▶ [Set task] Reproduce the following lines verbatim, beginning with the first line and continuing through the line containing "xmin=190 ymin=321 xmax=365 ymax=369", both included.

▶ [Rows of box annotation data]

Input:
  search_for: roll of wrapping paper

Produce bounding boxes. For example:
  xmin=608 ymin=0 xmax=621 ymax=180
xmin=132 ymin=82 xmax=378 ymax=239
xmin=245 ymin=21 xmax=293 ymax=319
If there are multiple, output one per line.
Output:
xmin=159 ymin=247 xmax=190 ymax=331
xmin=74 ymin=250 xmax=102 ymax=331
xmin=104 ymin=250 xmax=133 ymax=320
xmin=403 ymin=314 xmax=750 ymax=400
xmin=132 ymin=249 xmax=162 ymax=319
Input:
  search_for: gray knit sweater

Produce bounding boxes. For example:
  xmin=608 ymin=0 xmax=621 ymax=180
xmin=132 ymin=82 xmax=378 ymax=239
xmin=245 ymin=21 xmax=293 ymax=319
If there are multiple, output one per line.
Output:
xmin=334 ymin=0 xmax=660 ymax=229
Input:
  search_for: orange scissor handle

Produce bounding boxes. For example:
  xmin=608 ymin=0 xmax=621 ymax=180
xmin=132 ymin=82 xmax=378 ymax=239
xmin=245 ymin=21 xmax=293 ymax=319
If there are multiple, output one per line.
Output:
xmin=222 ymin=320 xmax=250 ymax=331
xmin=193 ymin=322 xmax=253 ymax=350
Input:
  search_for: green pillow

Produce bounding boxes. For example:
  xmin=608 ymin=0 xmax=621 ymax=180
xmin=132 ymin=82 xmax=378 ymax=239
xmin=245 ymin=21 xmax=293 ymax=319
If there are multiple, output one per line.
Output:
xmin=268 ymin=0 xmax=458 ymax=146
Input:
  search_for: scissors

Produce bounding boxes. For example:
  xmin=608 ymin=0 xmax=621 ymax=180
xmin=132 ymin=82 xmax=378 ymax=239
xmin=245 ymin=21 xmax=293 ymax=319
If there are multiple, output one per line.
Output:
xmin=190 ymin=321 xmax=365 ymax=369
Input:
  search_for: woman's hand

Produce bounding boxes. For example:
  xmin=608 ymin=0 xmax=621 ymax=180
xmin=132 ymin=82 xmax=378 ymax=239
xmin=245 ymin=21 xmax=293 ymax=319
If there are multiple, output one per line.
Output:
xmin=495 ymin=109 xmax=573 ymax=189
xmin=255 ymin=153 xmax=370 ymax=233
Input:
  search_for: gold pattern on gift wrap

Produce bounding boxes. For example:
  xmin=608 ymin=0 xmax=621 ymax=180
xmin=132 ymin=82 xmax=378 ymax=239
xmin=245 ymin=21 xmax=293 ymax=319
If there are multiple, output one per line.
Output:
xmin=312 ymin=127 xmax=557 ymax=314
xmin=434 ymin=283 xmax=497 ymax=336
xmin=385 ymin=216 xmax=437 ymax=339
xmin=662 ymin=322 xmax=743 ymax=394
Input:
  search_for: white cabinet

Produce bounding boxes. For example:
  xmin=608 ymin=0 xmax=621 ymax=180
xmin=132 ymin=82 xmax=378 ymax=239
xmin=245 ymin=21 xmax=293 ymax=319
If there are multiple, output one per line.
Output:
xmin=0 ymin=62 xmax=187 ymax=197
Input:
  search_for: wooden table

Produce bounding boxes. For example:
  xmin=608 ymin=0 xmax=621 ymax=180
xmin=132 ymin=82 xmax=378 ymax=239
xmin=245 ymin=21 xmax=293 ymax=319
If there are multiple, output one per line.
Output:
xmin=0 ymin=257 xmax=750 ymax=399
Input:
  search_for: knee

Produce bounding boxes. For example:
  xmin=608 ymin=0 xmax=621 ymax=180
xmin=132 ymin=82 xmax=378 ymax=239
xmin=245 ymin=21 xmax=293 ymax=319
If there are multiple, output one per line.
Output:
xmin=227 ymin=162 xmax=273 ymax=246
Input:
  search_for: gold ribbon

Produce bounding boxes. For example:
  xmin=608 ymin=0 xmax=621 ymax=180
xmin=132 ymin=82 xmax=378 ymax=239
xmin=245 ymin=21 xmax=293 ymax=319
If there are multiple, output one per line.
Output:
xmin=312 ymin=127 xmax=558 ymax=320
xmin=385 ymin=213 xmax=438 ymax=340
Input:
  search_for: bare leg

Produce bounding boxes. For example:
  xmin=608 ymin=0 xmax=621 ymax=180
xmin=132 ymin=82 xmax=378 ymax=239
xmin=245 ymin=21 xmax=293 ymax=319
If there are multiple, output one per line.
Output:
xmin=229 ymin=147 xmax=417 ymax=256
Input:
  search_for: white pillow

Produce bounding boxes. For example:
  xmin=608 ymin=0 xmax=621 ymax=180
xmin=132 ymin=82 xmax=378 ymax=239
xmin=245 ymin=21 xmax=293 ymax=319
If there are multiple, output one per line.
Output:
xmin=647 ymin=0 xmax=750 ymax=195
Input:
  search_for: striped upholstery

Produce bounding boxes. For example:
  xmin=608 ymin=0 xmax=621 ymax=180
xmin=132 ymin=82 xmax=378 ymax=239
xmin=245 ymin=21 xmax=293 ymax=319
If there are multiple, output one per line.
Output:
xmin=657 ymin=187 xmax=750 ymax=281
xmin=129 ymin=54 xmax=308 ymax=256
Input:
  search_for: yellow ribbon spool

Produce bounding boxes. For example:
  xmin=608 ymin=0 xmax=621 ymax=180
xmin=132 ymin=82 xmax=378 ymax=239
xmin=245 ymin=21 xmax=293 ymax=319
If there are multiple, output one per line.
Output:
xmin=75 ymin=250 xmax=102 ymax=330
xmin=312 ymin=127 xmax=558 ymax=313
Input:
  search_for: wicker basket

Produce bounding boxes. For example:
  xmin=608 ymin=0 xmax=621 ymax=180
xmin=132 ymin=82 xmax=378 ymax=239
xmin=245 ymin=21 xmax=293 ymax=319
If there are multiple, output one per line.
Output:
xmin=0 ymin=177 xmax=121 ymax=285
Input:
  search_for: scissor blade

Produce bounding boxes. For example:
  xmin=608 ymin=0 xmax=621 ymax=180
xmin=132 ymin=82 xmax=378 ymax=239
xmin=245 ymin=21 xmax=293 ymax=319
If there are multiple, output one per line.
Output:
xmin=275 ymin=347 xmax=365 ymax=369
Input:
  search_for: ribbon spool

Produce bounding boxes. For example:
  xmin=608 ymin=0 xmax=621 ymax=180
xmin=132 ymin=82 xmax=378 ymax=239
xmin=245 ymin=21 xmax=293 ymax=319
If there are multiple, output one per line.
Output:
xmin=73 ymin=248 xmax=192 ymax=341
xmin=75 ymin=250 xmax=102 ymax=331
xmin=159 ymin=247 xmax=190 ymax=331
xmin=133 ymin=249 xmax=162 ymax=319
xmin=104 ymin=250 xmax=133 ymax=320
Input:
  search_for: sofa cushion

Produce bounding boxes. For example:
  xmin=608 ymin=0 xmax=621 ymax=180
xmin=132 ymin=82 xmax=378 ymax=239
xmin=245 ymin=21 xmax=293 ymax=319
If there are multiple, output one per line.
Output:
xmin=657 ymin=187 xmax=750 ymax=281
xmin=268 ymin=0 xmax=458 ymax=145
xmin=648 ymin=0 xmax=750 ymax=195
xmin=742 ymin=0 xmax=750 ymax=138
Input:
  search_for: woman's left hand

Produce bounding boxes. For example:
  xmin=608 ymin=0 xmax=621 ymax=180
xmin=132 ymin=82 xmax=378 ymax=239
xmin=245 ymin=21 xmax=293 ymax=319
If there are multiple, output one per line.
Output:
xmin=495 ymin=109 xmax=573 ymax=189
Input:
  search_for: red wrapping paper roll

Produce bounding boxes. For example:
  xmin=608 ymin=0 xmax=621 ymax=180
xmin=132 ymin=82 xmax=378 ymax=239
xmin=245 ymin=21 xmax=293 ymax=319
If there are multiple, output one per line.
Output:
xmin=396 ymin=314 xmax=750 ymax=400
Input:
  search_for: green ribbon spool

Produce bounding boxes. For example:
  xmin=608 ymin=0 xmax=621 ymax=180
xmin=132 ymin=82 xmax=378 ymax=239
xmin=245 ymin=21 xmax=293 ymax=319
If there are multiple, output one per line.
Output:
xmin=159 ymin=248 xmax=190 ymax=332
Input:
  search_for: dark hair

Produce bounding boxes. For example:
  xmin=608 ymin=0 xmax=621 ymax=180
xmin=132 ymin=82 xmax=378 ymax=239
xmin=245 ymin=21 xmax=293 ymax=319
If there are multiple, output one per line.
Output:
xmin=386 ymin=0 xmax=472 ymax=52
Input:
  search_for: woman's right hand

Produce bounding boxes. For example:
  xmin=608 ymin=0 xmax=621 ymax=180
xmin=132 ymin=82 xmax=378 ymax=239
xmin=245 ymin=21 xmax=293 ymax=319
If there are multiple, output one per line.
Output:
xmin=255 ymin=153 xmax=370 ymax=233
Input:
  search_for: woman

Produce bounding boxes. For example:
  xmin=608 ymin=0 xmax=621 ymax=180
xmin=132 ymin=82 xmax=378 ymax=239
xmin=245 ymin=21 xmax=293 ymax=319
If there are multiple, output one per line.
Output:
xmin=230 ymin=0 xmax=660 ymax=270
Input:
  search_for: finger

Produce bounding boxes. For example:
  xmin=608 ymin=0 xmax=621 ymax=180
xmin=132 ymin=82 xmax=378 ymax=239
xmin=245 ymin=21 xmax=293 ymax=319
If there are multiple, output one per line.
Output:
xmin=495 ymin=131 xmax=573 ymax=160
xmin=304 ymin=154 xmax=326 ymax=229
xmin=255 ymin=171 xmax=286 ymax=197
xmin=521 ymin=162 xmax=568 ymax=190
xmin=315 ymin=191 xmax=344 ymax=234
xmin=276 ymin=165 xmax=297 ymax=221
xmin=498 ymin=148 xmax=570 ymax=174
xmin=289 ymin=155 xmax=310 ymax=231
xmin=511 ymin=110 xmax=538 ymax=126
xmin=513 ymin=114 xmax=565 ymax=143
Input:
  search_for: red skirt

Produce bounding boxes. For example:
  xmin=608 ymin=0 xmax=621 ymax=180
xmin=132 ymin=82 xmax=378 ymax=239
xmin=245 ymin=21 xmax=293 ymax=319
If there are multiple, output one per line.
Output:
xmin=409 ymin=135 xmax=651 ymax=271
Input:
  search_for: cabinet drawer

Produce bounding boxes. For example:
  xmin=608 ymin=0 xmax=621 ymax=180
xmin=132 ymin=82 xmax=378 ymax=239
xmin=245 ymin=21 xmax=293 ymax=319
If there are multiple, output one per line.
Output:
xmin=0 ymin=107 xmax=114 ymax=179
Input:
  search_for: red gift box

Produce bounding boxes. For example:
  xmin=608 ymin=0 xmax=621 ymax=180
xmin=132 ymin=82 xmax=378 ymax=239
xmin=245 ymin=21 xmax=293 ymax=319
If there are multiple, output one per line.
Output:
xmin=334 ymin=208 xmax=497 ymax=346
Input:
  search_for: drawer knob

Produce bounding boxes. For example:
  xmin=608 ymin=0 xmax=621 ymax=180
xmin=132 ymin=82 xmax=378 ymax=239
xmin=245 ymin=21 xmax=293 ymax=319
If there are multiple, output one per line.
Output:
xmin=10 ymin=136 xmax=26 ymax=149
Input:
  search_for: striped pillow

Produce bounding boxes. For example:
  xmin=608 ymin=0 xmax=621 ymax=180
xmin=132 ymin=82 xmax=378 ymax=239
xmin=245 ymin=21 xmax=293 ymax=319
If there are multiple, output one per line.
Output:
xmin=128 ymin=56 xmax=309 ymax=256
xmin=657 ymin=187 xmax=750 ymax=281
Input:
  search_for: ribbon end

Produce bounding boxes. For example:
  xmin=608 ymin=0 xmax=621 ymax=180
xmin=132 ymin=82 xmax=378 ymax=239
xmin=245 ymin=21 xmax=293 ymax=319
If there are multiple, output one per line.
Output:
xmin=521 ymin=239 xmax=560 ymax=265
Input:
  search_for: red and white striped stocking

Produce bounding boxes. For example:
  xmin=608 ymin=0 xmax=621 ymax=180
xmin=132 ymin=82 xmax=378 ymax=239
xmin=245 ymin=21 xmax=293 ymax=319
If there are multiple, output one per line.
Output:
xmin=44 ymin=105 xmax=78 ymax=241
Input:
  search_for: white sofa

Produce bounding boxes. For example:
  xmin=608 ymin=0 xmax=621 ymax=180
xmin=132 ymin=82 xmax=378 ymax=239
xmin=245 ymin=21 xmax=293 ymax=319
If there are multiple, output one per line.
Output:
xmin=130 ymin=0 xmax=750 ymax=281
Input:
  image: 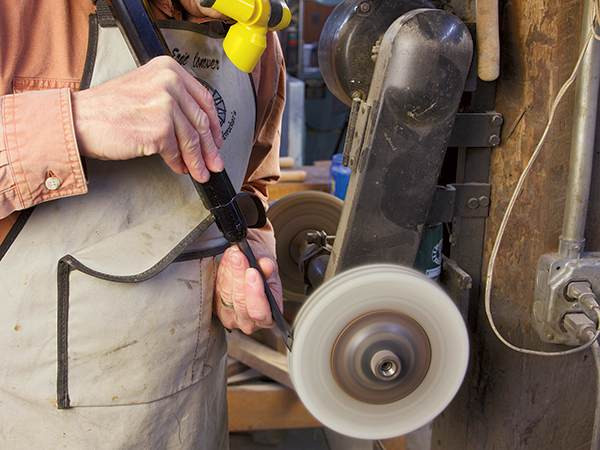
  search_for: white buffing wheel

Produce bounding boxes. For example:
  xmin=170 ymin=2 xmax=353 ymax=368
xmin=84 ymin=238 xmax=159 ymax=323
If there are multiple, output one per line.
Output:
xmin=288 ymin=264 xmax=469 ymax=439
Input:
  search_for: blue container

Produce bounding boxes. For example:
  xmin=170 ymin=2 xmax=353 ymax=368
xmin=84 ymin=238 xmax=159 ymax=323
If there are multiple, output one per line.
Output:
xmin=329 ymin=153 xmax=352 ymax=200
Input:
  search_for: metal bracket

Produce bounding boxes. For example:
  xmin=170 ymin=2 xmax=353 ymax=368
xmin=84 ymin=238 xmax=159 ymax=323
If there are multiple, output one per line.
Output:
xmin=449 ymin=183 xmax=492 ymax=217
xmin=342 ymin=98 xmax=371 ymax=169
xmin=448 ymin=112 xmax=504 ymax=147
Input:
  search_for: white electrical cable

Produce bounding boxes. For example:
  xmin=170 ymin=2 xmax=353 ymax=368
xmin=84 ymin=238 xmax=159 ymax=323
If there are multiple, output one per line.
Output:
xmin=485 ymin=22 xmax=600 ymax=356
xmin=590 ymin=340 xmax=600 ymax=450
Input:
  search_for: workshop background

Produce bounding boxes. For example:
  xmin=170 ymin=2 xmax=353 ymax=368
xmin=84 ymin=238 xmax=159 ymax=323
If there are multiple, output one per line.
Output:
xmin=224 ymin=0 xmax=600 ymax=450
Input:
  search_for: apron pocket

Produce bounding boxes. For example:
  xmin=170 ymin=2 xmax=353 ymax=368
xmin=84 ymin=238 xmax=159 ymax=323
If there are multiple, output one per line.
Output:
xmin=57 ymin=200 xmax=224 ymax=408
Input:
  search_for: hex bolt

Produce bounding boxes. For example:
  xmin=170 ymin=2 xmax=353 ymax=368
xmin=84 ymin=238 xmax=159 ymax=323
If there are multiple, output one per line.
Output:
xmin=492 ymin=114 xmax=504 ymax=127
xmin=448 ymin=233 xmax=458 ymax=247
xmin=467 ymin=197 xmax=479 ymax=209
xmin=479 ymin=195 xmax=490 ymax=208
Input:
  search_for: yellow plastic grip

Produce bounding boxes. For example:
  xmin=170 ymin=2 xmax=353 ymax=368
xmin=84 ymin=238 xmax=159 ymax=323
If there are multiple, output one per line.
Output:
xmin=212 ymin=0 xmax=292 ymax=73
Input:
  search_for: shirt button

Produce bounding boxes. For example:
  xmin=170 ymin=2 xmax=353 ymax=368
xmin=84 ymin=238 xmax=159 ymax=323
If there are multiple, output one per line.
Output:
xmin=46 ymin=176 xmax=60 ymax=191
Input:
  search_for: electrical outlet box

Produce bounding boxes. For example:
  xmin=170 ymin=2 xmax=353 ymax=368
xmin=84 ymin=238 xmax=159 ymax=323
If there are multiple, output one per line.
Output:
xmin=532 ymin=253 xmax=600 ymax=346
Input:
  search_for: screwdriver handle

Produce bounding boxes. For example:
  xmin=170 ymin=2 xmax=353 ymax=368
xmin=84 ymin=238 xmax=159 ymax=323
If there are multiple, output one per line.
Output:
xmin=192 ymin=170 xmax=248 ymax=242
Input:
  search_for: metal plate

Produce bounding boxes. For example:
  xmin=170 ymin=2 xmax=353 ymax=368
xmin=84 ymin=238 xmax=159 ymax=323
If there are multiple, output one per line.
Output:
xmin=288 ymin=264 xmax=469 ymax=439
xmin=267 ymin=191 xmax=344 ymax=302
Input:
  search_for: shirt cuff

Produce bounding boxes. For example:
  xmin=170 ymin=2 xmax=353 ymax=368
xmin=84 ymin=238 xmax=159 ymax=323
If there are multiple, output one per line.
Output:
xmin=0 ymin=88 xmax=87 ymax=217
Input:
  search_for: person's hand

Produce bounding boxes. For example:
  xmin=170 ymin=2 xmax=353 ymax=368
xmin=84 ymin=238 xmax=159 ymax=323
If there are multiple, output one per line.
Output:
xmin=72 ymin=56 xmax=224 ymax=183
xmin=213 ymin=244 xmax=283 ymax=334
xmin=180 ymin=0 xmax=229 ymax=20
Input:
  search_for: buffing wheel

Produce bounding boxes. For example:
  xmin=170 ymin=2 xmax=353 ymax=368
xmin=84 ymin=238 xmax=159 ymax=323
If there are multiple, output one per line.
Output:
xmin=288 ymin=264 xmax=469 ymax=439
xmin=267 ymin=191 xmax=344 ymax=302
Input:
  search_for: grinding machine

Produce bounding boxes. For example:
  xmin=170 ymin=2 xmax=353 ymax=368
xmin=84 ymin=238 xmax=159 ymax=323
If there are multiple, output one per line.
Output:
xmin=267 ymin=0 xmax=473 ymax=439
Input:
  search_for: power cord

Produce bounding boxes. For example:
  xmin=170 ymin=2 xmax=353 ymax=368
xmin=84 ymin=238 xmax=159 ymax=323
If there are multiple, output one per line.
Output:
xmin=485 ymin=1 xmax=600 ymax=356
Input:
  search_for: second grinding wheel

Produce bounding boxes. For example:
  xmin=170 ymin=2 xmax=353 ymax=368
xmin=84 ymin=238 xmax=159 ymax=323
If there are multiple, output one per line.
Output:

▶ [Task solution]
Input:
  search_for: roll of wrapping paper

Produce bounding boxes. For example:
  xmin=608 ymin=0 xmax=621 ymax=180
xmin=132 ymin=82 xmax=378 ymax=239
xmin=245 ymin=21 xmax=293 ymax=319
If there are multiple, output one per line.
Output:
xmin=159 ymin=247 xmax=190 ymax=331
xmin=74 ymin=250 xmax=102 ymax=331
xmin=104 ymin=250 xmax=133 ymax=320
xmin=403 ymin=314 xmax=750 ymax=400
xmin=132 ymin=249 xmax=162 ymax=319
Input:
  search_for: gray knit sweater

Produce bounding boxes. For example:
  xmin=608 ymin=0 xmax=621 ymax=180
xmin=132 ymin=82 xmax=378 ymax=239
xmin=245 ymin=21 xmax=293 ymax=319
If there are multiple, output one per line.
Output:
xmin=334 ymin=0 xmax=660 ymax=229
Input:
  search_for: orange scissor handle

Produce bounding boxes. For example:
  xmin=608 ymin=0 xmax=621 ymax=180
xmin=132 ymin=82 xmax=378 ymax=239
xmin=245 ymin=21 xmax=293 ymax=319
If there are multiple, output one per line.
Output:
xmin=222 ymin=320 xmax=250 ymax=331
xmin=193 ymin=322 xmax=253 ymax=350
Input:
  search_for: green pillow

Produce bounding boxes. For example:
  xmin=608 ymin=0 xmax=621 ymax=180
xmin=132 ymin=82 xmax=378 ymax=239
xmin=245 ymin=21 xmax=293 ymax=319
If there are multiple, output one per line.
Output:
xmin=268 ymin=0 xmax=458 ymax=146
Input:
  search_for: scissors

Produce bounding boxes. For example:
  xmin=608 ymin=0 xmax=621 ymax=180
xmin=132 ymin=82 xmax=378 ymax=239
xmin=245 ymin=21 xmax=293 ymax=319
If there are multiple, output one per line.
Output:
xmin=190 ymin=321 xmax=365 ymax=369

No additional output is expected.